## What you need to do:
Write out only the opening lines of the entries, through the line with "[ ] locate the palm tree trunk".

(Dataset entries)
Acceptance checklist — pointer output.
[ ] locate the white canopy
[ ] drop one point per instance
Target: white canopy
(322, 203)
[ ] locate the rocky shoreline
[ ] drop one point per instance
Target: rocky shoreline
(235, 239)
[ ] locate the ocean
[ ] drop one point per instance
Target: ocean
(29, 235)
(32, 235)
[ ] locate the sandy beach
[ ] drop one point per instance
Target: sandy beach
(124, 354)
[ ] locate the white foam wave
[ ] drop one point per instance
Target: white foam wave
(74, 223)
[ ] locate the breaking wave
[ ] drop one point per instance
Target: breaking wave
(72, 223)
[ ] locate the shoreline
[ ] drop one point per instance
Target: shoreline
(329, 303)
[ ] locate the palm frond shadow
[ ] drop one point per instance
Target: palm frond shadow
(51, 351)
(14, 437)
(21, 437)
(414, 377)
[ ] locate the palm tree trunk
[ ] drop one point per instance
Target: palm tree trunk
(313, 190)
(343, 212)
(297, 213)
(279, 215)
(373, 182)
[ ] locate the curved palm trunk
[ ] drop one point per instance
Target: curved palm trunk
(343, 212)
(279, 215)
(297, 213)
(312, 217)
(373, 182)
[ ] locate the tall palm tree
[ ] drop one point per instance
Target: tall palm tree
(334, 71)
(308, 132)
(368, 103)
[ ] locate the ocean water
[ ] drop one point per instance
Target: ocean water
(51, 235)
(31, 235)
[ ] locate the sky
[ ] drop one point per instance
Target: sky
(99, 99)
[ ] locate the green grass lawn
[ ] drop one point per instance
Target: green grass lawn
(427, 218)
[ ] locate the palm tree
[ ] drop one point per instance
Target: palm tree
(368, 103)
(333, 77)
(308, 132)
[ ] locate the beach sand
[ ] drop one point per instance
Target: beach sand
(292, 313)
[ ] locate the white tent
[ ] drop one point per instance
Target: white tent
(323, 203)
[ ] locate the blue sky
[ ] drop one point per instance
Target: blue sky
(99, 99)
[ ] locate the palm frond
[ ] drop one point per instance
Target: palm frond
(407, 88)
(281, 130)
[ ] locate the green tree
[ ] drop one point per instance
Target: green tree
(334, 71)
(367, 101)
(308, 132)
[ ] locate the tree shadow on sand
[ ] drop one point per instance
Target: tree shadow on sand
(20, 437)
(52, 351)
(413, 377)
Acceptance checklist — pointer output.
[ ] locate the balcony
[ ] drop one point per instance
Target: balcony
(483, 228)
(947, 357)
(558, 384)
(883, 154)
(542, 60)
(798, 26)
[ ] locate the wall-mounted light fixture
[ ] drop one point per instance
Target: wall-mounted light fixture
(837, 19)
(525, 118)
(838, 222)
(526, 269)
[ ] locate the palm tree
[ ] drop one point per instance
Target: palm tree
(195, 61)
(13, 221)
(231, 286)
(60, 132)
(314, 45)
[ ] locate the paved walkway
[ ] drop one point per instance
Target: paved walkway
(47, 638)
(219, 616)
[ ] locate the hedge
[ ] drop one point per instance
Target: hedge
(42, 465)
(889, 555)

## Answer box:
Acceptance checklist — pointer output.
[ ] locate the white canopy
[ ] drop one point per instance
Target: white canopy
(322, 203)
[ ] locate the rocky shoreline
[ ] drop one point per instance
Target: rocky shoreline
(235, 239)
[ ] locate the ocean
[ ] drop one point per instance
Target: ocean
(29, 235)
(32, 235)
[ ] locate the sandy beach
[ ] drop one point per instance
Target: sandy beach
(124, 354)
[ ] locate the white foam wave
[ ] drop one point per instance
Target: white foam wave
(74, 223)
[ ] locate the breaking wave
[ ] drop one point per instance
Target: breaking wave
(72, 223)
[ ] locate the shoreline
[ ] drop one point per instance
Target: shoreline
(329, 303)
[ ] locate the palm frond shadow
[ ] drop one point per instance
Target: palm frond shadow
(51, 351)
(14, 437)
(21, 437)
(414, 377)
[ ] locate the palm tree trunk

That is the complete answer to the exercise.